TEXT SECTION →
Wow, did you ever get lucky ! I have a similar one, where i had absolute FITS finding a watch, in 4 ft of clear water, with a smooth sandy bottom, and where I knew exactly where it was lost.
Back in the late 90's, I was working in Cozumel, but also used to go to Playa sporadically and work at a jet ski/dive operation that ran out of the RIU hotel, and was owned by a Canadian freind (who got run out of Cozumel on a rail, after a female freind of ours disappeared forever on a deep dive with them.....long story).
Anyway, I was whooping it up on a jet ski, playing the fool and cutting up just offshore, and managed to get my bad self tossed off the ski, and my Seiko dive watch somehow busted loose of the band (and I was already having a real bad day....).
After not finding it right off, I beached the ski, and ran up to the equipment bedoga and grabbed a dive mask, and then spent what seems like nearly an hour walking around searching the smooth,clean,sandy bottom.......and not seeing anything. Finally, I completely snap, and am cussing out loud,smacking the water in frustration, and i take one more look, and the damn thing is sitting right in front of me like a shiny silver dollar on the bottom of a swimming pool !!
It was the weirdest damn thing. But that wasn't the weirdest part. As I surfaced with the watch, with a big triumphant smile, I immediately see my Canadian buddy walking down the beach towards me with an even bigger smile. I was pretty sure i knew why, and when I ran up to him, he said the concierge at another nearby hotel, had the passport and FF3 (work visa) that I'd lost while bicycling into the shop that morning !!! At the time, we'd been talking about switching my work papers to his operation, and me moving over to Playa from Cozumel, which is why I was running around with my papers like an idiot).
Anyway, it turned out some toursists found my stuff, turned it in to their hotel concierge, who check the info on my FM3, then called the operation I legally worked for in Cozumel, who told them to call Craig over at the RIU !!!! I was stressing hard the entire day over this, and it all came together 3 seconds after i found my trusty dive watch !!
The Lord doth provide !! (that's gotta be my best lost-and-found story) :D
 
Wow, did you ever get lucky ! I have a similar one, where i had absolute FITS finding a watch, in 4 ft of clear water, with a smooth sandy bottom, and where I knew exactly where it was lost.
Back in the late 90's, I was working in Cozumel, but also used to go to Playa sporadically and work at a jet ski/dive operation that ran out of the RIU hotel, and was owned by a Canadian freind (who got run out of Cozumel on a rail, after a female freind of ours disappeared forever on a deep dive with them.....long story)...................

Similar story.

INFORMATION SUPPLIED →
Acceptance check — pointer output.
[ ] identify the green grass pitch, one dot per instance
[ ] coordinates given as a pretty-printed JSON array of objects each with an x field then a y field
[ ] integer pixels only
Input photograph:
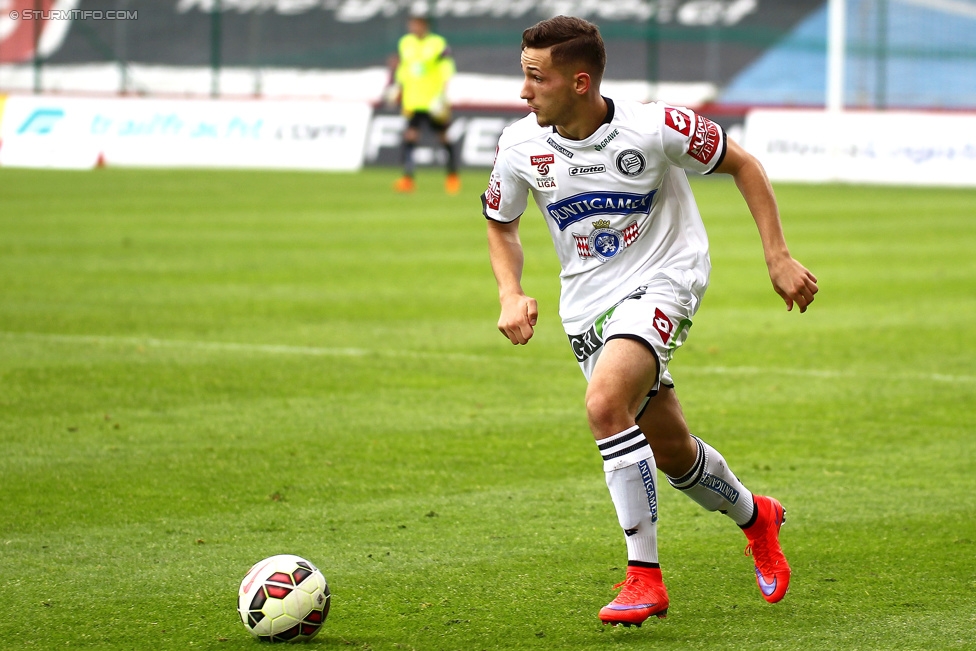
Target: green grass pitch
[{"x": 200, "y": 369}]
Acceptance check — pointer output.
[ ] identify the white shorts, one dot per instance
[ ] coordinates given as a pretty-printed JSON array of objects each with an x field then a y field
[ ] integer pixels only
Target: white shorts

REQUIRED WORK →
**1)** Write out the watch story again, starting with "It was the weirdest" and going on through "like an idiot).", and switch "concierge" to "desk clerk".
**2)** According to the watch story, why was the writer carrying a passport and work papers around that day?
You can do everything here without the lines.

EXERCISE ANSWERS →
**1)**
It was the weirdest damn thing. But that wasn't the weirdest part. As I surfaced with the watch, with a big triumphant smile, I immediately see my Canadian buddy walking down the beach towards me with an even bigger smile. I was pretty sure i knew why, and when I ran up to him, he said the desk clerk at another nearby hotel, had the passport and FF3 (work visa) that I'd lost while bicycling into the shop that morning !!! At the time, we'd been talking about switching my work papers to his operation, and me moving over to Playa from Cozumel, which is why I was running around with my papers like an idiot).

**2)** The writer and the Canadian friend had been talking about switching the writer's work papers to the friend's operation. They had also discussed the writer moving over to Playa from Cozumel.